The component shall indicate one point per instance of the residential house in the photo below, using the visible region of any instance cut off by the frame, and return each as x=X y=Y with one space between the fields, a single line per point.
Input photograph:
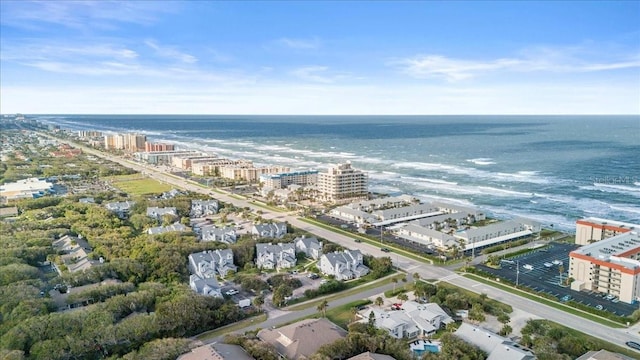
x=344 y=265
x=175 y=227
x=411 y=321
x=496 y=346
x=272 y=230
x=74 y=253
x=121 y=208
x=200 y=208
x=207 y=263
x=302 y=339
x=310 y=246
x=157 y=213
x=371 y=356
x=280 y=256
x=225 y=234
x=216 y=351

--------------------------------------------------

* **INSTRUCTIONS FOR THE TASK**: Reproduce every record word for word. The copy must contain no pictures.

* **TASK SOLUTION**:
The component shall indicate one point per instance of the residential house in the photo below, using the visible region of any instance cut off by the frame, and return each as x=X y=Y with one space between the fields, a single line per point.
Input photograph:
x=344 y=265
x=175 y=227
x=411 y=321
x=496 y=346
x=272 y=230
x=74 y=253
x=121 y=208
x=200 y=208
x=207 y=263
x=302 y=339
x=310 y=246
x=157 y=213
x=371 y=356
x=280 y=256
x=225 y=234
x=216 y=351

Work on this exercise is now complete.